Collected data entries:
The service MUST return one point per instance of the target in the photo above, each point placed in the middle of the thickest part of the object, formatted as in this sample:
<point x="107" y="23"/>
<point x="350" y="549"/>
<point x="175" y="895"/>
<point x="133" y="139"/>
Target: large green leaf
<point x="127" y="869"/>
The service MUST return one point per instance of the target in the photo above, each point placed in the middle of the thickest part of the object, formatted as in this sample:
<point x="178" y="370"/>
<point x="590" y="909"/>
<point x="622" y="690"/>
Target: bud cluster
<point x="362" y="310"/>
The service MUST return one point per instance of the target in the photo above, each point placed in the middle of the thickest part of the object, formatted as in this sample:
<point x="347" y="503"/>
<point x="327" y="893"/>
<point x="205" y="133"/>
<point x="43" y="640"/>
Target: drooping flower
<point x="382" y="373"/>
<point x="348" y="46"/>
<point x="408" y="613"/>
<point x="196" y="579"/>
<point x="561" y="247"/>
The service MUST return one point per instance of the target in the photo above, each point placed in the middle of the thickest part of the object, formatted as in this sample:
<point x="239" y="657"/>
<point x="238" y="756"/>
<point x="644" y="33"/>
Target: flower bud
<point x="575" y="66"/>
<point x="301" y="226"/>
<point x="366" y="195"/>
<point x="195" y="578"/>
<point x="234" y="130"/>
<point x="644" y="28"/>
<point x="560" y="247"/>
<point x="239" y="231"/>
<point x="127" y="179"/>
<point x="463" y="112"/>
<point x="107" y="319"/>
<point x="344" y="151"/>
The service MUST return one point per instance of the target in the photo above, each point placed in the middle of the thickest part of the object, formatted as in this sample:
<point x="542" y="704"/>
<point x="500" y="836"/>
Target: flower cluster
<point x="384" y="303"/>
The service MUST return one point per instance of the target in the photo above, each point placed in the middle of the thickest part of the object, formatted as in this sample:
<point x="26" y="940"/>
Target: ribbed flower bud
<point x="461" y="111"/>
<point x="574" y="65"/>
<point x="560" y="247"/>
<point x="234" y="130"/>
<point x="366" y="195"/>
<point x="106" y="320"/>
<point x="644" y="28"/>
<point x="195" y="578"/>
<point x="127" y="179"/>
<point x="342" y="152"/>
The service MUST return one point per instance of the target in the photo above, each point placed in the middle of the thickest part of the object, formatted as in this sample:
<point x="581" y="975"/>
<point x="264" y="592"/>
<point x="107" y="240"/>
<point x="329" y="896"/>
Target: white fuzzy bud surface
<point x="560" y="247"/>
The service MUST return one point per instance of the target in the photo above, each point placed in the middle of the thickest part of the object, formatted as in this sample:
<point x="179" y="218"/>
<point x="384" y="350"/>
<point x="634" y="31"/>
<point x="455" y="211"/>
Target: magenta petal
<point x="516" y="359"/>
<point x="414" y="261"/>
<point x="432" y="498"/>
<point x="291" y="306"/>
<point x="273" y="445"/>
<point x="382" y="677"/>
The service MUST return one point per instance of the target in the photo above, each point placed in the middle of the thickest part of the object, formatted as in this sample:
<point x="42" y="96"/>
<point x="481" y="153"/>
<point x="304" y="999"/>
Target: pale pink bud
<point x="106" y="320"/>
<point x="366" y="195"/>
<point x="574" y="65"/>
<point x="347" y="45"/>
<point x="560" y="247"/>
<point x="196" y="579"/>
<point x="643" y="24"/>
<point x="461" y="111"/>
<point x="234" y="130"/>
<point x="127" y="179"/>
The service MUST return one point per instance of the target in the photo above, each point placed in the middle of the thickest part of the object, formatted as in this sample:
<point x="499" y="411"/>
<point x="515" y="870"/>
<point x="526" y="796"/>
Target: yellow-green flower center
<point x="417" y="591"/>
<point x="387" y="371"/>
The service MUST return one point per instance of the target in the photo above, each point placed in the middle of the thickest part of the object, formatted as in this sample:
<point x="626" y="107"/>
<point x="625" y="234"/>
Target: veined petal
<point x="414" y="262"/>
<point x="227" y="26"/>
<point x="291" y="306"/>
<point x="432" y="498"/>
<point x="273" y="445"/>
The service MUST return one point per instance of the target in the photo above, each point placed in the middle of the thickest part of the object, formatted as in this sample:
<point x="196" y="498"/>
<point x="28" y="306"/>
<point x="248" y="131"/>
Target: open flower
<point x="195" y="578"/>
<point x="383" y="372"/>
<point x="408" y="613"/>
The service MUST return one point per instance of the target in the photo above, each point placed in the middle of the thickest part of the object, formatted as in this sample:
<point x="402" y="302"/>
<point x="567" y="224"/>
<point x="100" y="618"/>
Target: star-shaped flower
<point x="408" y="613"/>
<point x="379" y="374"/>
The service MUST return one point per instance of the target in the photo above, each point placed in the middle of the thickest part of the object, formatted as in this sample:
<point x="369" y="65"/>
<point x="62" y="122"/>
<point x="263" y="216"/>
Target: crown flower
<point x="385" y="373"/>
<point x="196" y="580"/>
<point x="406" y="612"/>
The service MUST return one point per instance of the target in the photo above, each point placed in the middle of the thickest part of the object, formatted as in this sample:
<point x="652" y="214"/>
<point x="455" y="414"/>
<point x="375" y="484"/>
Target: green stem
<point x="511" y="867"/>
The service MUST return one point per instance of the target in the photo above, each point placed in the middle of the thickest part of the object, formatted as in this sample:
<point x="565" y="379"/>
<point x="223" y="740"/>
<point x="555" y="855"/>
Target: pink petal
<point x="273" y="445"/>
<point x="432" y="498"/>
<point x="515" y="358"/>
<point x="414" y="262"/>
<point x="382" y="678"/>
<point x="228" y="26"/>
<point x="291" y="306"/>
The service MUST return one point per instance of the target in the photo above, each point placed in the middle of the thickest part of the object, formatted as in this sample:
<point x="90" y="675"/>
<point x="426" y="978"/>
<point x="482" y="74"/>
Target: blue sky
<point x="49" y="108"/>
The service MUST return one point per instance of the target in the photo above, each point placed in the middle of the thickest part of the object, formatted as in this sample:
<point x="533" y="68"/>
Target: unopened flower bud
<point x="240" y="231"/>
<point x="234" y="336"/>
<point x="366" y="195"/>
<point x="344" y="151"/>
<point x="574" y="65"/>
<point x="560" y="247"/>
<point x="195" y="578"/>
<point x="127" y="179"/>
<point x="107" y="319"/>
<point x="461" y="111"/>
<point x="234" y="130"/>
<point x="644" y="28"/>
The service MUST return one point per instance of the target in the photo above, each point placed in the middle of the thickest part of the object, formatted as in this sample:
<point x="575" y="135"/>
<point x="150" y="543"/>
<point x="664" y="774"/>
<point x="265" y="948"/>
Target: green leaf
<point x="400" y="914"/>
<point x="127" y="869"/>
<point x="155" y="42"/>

> **TASK DETAILS**: Restate the whole listing exactly, leaving out nothing.

> **CORRECT ANSWER**:
The service MUST return one point per instance of the target in the photo above, each point placed in the middle of the thickest part of the object, formatted as in this sample:
<point x="107" y="23"/>
<point x="350" y="549"/>
<point x="175" y="895"/>
<point x="133" y="139"/>
Target: large green leaf
<point x="127" y="869"/>
The service MUST return one point per instance of the target in the photo above, each point placed in the middle of the thickest part of the object, formatted as in this sample:
<point x="178" y="370"/>
<point x="590" y="909"/>
<point x="622" y="690"/>
Target: bud cluster
<point x="362" y="310"/>
The service MUST return one point per instance of the target in the photo above, each point placed in the middle of the thickest part of the object, formatted as in this sample:
<point x="347" y="503"/>
<point x="327" y="893"/>
<point x="205" y="133"/>
<point x="43" y="640"/>
Target: drooping flower
<point x="382" y="373"/>
<point x="348" y="46"/>
<point x="408" y="613"/>
<point x="196" y="579"/>
<point x="561" y="247"/>
The service MUST return one point per instance of the target in the photo above, each point placed in the middle of the thickest part of the object, formatted as in this sample:
<point x="239" y="657"/>
<point x="238" y="756"/>
<point x="644" y="33"/>
Target: flower bud
<point x="575" y="66"/>
<point x="301" y="226"/>
<point x="366" y="195"/>
<point x="195" y="578"/>
<point x="234" y="130"/>
<point x="644" y="28"/>
<point x="560" y="247"/>
<point x="239" y="231"/>
<point x="127" y="179"/>
<point x="463" y="112"/>
<point x="107" y="319"/>
<point x="344" y="151"/>
The service MUST return one point per instance of the target in the photo above, each point placed in the middle of the thickest part of the object, formatted as in this sample:
<point x="542" y="704"/>
<point x="500" y="836"/>
Target: flower cluster
<point x="384" y="303"/>
The service MUST return one point per instance of the target in the photo above, each point placed in the middle of the thickest part of the object, formatted as in this sample:
<point x="26" y="940"/>
Target: ribbed flower bud
<point x="461" y="111"/>
<point x="574" y="65"/>
<point x="560" y="247"/>
<point x="234" y="130"/>
<point x="366" y="195"/>
<point x="106" y="320"/>
<point x="644" y="28"/>
<point x="195" y="578"/>
<point x="127" y="179"/>
<point x="342" y="152"/>
The service MUST return one point per instance of the target in the photo above, each point placed in the middle of the thickest part of the object, formatted as in this sample:
<point x="581" y="975"/>
<point x="264" y="592"/>
<point x="107" y="240"/>
<point x="329" y="896"/>
Target: white fuzzy bud surface
<point x="560" y="247"/>
The service MUST return one point per instance of the target in the photo above, each point placed in the middle of the thickest part of the object, formatted as in this sample:
<point x="179" y="218"/>
<point x="384" y="350"/>
<point x="634" y="31"/>
<point x="455" y="211"/>
Target: magenta petal
<point x="516" y="359"/>
<point x="414" y="261"/>
<point x="432" y="498"/>
<point x="291" y="306"/>
<point x="273" y="445"/>
<point x="382" y="677"/>
The service MUST return one point per instance of the target in the photo above, each point placed in the middle of the thickest part of the object, formatted as in this sample:
<point x="42" y="96"/>
<point x="481" y="153"/>
<point x="304" y="999"/>
Target: pale pink bud
<point x="106" y="320"/>
<point x="366" y="195"/>
<point x="574" y="65"/>
<point x="347" y="45"/>
<point x="560" y="247"/>
<point x="196" y="579"/>
<point x="643" y="24"/>
<point x="461" y="111"/>
<point x="234" y="130"/>
<point x="127" y="179"/>
The service MUST return one point per instance of the target in the photo above, each point placed in the middle of the thickest part of the object, formatted as in this sample:
<point x="499" y="411"/>
<point x="515" y="870"/>
<point x="526" y="796"/>
Target: yellow-green flower center
<point x="417" y="591"/>
<point x="387" y="371"/>
The service MUST return one point per instance of the target in the photo above, each point placed in the middle of the thickest part of the object, formatted as in this sample:
<point x="626" y="107"/>
<point x="625" y="234"/>
Target: veined petal
<point x="414" y="262"/>
<point x="227" y="26"/>
<point x="291" y="306"/>
<point x="432" y="498"/>
<point x="273" y="445"/>
The service MUST return one point per instance of the target in the photo above, each point placed in the middle of the thickest part of the object, formatted as in this sample:
<point x="196" y="498"/>
<point x="28" y="306"/>
<point x="248" y="131"/>
Target: open flower
<point x="195" y="578"/>
<point x="383" y="372"/>
<point x="408" y="613"/>
The service MUST return one point per instance of the target in the photo above, each point placed in the middle of the thickest part of the object, formatted as in this sample:
<point x="402" y="302"/>
<point x="567" y="224"/>
<point x="100" y="618"/>
Target: star-shaped flower
<point x="408" y="613"/>
<point x="379" y="374"/>
The service MUST return one point per instance of the target in the photo above, each point placed in the middle of the thickest part of the object, formatted as in this sample:
<point x="369" y="65"/>
<point x="62" y="122"/>
<point x="263" y="216"/>
Target: crown flower
<point x="385" y="373"/>
<point x="196" y="580"/>
<point x="406" y="612"/>
The service MUST return one point per instance of the target in the photo above, each point placed in the middle of the thickest part of the object, formatted as in this sample:
<point x="652" y="214"/>
<point x="455" y="414"/>
<point x="375" y="484"/>
Target: green stem
<point x="511" y="867"/>
The service MUST return one point per instance of the target in the photo above, each point placed in the middle of the thickest part of the object, formatted as in this sample:
<point x="565" y="379"/>
<point x="223" y="740"/>
<point x="555" y="855"/>
Target: pink petal
<point x="273" y="445"/>
<point x="432" y="498"/>
<point x="515" y="358"/>
<point x="414" y="262"/>
<point x="382" y="678"/>
<point x="228" y="26"/>
<point x="291" y="306"/>
The service MUST return one point per instance of the target in the photo above, each point placed in the middle of the thickest part of the object, formatted as in this sample:
<point x="90" y="675"/>
<point x="426" y="978"/>
<point x="482" y="74"/>
Target: blue sky
<point x="49" y="108"/>
The service MUST return one point per instance of the target in the photo above, each point placed in the middle of the thickest part of the object, formatted as in this sample:
<point x="533" y="68"/>
Target: unopened flower bud
<point x="240" y="231"/>
<point x="234" y="336"/>
<point x="366" y="195"/>
<point x="344" y="151"/>
<point x="574" y="65"/>
<point x="560" y="247"/>
<point x="195" y="578"/>
<point x="127" y="179"/>
<point x="107" y="319"/>
<point x="461" y="111"/>
<point x="234" y="130"/>
<point x="644" y="28"/>
The service MUST return one point per instance of the target in the photo above, each point placed in the middle of the thickest part of the object, formatted as in this sample:
<point x="575" y="135"/>
<point x="150" y="543"/>
<point x="664" y="774"/>
<point x="265" y="948"/>
Target: green leaf
<point x="400" y="914"/>
<point x="127" y="869"/>
<point x="155" y="42"/>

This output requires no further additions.